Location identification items
/---
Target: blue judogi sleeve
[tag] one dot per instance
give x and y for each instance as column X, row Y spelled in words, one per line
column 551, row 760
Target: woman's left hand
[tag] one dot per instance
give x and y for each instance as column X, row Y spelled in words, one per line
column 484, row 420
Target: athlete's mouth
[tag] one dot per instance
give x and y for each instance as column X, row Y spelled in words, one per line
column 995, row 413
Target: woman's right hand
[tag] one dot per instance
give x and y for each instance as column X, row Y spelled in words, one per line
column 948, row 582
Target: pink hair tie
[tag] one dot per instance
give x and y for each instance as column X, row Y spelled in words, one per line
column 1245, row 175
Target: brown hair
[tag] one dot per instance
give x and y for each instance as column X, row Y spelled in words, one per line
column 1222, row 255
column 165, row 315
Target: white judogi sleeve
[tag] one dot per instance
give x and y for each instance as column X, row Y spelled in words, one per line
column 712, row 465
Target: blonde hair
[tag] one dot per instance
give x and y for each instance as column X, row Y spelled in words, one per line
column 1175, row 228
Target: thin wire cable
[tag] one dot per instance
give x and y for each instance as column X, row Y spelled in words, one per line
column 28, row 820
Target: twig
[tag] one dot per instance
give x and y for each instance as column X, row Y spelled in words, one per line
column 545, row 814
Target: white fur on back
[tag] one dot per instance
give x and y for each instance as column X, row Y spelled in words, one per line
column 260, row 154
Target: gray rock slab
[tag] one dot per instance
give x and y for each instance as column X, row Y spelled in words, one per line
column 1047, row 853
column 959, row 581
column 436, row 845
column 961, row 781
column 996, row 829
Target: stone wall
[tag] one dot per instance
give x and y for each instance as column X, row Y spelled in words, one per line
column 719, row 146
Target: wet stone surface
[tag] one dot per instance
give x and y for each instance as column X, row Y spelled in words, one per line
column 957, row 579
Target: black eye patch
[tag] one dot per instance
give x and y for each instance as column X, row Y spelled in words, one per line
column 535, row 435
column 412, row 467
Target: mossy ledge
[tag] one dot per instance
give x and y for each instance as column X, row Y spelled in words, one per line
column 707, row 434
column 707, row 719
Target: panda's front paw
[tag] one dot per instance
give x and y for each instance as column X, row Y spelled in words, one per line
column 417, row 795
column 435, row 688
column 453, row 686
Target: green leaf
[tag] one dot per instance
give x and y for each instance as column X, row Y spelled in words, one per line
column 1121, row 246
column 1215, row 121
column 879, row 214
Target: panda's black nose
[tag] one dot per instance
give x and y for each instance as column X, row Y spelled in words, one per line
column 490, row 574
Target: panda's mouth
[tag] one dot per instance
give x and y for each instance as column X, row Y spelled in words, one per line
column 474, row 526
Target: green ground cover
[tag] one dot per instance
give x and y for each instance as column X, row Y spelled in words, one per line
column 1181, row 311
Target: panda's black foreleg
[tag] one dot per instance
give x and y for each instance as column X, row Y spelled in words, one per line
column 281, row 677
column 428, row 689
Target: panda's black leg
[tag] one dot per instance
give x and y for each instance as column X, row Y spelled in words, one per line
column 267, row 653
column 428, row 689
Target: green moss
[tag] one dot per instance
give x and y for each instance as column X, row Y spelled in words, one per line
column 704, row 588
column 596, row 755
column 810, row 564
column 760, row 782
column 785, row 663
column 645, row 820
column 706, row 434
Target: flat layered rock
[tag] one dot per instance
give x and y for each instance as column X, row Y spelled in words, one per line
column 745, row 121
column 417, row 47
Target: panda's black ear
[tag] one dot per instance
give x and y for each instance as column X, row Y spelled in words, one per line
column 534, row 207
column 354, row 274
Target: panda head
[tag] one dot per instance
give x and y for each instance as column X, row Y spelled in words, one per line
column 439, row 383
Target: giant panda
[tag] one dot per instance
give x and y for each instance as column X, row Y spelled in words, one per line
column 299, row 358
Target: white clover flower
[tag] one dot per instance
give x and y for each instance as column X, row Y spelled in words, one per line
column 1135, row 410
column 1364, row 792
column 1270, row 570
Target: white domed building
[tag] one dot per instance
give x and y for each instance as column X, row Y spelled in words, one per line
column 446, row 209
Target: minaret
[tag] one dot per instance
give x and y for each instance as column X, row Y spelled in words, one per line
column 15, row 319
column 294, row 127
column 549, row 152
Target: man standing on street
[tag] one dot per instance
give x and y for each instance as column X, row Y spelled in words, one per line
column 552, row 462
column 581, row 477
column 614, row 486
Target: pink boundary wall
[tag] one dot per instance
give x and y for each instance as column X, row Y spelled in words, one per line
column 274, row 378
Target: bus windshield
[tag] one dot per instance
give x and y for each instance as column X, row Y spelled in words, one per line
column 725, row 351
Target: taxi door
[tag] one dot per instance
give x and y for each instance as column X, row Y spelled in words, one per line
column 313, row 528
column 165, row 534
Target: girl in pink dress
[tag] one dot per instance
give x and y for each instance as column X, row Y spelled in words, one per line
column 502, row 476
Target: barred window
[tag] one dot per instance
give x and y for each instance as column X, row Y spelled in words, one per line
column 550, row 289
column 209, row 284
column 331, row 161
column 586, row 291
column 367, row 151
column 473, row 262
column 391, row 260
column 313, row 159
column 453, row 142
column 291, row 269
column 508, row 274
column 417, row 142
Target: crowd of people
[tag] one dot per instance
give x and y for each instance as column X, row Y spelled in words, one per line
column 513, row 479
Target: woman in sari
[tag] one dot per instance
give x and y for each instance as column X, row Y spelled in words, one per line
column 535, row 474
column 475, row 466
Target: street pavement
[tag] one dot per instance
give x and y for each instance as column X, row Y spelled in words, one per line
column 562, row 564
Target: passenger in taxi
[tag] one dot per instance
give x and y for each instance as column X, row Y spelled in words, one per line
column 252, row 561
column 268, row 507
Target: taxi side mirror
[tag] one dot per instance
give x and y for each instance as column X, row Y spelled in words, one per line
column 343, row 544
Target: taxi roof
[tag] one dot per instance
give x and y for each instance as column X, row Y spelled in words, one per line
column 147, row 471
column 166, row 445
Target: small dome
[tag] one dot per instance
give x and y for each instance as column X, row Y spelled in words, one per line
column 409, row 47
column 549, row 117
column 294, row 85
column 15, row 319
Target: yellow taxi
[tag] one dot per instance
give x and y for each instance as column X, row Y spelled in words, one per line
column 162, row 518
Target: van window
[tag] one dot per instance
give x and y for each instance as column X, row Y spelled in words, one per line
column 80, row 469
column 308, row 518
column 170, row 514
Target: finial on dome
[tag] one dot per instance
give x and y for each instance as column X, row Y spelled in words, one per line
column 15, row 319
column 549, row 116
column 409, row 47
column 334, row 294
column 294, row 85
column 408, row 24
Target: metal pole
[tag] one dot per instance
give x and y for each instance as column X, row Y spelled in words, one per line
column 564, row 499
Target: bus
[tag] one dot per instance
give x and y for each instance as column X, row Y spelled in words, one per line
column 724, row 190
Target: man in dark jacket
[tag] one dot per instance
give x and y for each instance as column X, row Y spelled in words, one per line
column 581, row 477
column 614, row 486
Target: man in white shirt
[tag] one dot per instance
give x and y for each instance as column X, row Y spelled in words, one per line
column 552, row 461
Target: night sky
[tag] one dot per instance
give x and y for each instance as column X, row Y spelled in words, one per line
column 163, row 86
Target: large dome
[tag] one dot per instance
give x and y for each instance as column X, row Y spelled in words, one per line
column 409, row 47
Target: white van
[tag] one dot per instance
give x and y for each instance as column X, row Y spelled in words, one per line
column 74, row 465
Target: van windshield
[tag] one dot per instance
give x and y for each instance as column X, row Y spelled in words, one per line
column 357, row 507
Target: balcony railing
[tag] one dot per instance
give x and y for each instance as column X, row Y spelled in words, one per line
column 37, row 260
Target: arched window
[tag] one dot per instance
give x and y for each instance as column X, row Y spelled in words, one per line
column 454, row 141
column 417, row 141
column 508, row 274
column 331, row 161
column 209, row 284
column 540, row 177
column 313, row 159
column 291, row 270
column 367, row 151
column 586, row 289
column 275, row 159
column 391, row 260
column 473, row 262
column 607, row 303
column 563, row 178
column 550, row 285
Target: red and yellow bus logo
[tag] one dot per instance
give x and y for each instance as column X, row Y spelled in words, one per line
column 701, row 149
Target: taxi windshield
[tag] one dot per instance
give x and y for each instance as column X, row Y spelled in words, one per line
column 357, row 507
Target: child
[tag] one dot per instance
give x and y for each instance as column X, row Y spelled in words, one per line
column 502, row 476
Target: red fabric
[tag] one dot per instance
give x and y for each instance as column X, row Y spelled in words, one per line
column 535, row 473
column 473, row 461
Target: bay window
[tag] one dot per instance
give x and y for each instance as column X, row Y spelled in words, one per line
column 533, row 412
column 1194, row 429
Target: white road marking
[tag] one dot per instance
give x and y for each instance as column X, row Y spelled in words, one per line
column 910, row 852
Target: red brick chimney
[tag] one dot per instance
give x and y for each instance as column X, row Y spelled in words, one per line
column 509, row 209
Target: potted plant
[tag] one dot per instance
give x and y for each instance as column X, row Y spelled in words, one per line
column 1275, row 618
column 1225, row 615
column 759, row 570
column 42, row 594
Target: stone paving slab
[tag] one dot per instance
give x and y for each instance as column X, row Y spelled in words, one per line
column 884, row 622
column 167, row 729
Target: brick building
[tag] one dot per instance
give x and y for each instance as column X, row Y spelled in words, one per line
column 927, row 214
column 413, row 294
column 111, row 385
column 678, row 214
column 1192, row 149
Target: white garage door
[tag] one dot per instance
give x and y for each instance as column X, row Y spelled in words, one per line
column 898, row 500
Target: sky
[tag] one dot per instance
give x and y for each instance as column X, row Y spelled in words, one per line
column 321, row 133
\---
#### The exercise
In the listing above, copy out verbatim the stretch from the line containing "Target: man in white shirt" through the line containing "column 37, row 260", including both of those lines.

#### Answer in full
Target: man in white shirt
[tag] one dot per instance
give x and y for each instance as column X, row Y spelled in words, one per line
column 552, row 461
Target: night sky
[tag] one dot per instance
give x and y for each instance as column X, row Y spelled in words, one per line
column 163, row 86
Target: large dome
[tag] one dot per instance
give x and y for each instance as column X, row Y spelled in words, one per line
column 409, row 47
Target: white van
[tag] one dot per instance
give x and y for each instance as column X, row Y spelled in words, one per line
column 74, row 465
Target: van windshield
[tag] one dot per instance
give x and y for each instance as column X, row Y spelled in words, one per line
column 357, row 507
Target: balcony railing
[tag] one dot per instance
give x and y for each instance as column X, row Y spelled in words, one per line
column 37, row 260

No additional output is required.